§ **Requirement**:
Please retype every record below exactly, leaving the pictures out.

Dataset items:
###

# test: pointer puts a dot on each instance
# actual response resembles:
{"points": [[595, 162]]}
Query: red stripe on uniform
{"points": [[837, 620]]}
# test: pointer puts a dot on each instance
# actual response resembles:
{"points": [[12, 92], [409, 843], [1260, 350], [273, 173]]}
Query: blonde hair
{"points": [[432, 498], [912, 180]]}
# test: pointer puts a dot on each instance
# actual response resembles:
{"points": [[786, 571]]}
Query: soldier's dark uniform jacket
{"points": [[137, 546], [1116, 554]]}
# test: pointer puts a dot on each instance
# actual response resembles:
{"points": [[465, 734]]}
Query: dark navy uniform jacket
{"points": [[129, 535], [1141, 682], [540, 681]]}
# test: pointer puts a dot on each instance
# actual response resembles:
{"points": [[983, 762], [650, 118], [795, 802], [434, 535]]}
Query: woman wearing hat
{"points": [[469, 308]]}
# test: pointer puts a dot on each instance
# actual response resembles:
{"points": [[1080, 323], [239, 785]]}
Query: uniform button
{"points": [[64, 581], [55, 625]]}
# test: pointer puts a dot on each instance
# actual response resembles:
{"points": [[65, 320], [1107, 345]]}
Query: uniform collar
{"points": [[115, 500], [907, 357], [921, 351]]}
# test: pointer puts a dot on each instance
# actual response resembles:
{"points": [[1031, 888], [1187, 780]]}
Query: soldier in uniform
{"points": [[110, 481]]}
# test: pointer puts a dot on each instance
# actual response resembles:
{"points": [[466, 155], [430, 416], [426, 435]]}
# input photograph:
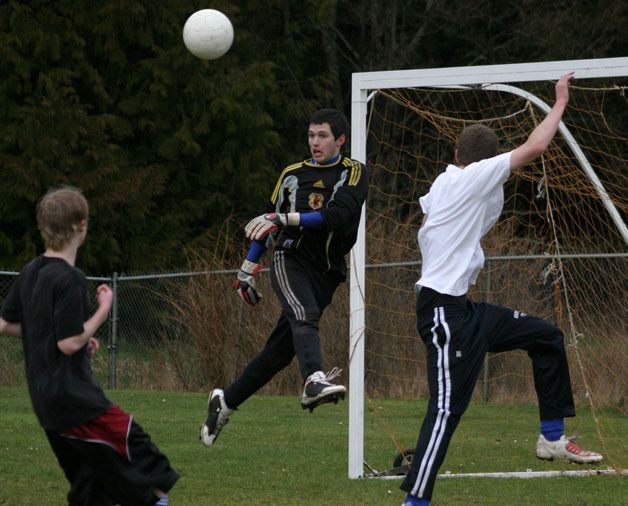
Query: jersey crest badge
{"points": [[316, 200]]}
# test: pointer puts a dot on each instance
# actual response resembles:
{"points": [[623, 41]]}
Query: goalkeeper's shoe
{"points": [[318, 389], [217, 417], [565, 449]]}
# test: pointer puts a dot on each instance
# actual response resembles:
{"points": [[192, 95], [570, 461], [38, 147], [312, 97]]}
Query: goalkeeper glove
{"points": [[261, 226], [245, 283]]}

###

§ **Written solution**:
# test: pointer puts a dot on each instance
# actual response resembles:
{"points": [[595, 162]]}
Query: red stripe on uniform
{"points": [[837, 620]]}
# test: pointer puts a dot on each instance
# actual response resembles:
{"points": [[12, 92], [409, 843], [1260, 350], [273, 173]]}
Query: blonde hair
{"points": [[432, 498], [912, 180]]}
# test: pointer puts a dot on each instance
# actual response resembles:
{"points": [[786, 571]]}
Query: soldier's dark uniform jacket
{"points": [[137, 546], [1116, 554]]}
# test: pointer puts a dot on each instance
# actual response resembles:
{"points": [[465, 734]]}
Query: dark navy uniform jacket
{"points": [[129, 535], [1141, 682], [540, 681]]}
# test: pointer puts a dot on each instance
# actual response resembles:
{"points": [[983, 762], [650, 118], [795, 802], [434, 535]]}
Query: woman wearing hat
{"points": [[469, 308]]}
# test: pointer puts a dot on each instance
# actual response resembles:
{"points": [[1080, 323], [239, 785]]}
Query: uniform button
{"points": [[64, 581], [55, 625]]}
# test: pointer puts a dot on each instance
# actual response resembles:
{"points": [[65, 320], [1107, 345]]}
Query: uniform collar
{"points": [[115, 500], [907, 357], [921, 351]]}
# test: pointer puts a dot on each instance
# actual response resembles:
{"points": [[1031, 888], [1187, 780]]}
Query: soldier in uniform
{"points": [[110, 481]]}
# test: pointer puts a dot on each instance
# actual response resembles:
{"points": [[466, 155], [430, 416], [426, 435]]}
# input photograph:
Query: jersey crest badge
{"points": [[316, 200]]}
# test: pointer puts a dot on each instance
# actual response resembles:
{"points": [[623, 41]]}
Query: goalkeeper's shoe
{"points": [[318, 389], [217, 417], [565, 449]]}
# test: pointer puts a dot on each instance
# actual response resembles:
{"points": [[192, 95], [570, 461], [38, 147], [312, 97]]}
Query: goalkeeper glove
{"points": [[261, 226], [245, 283]]}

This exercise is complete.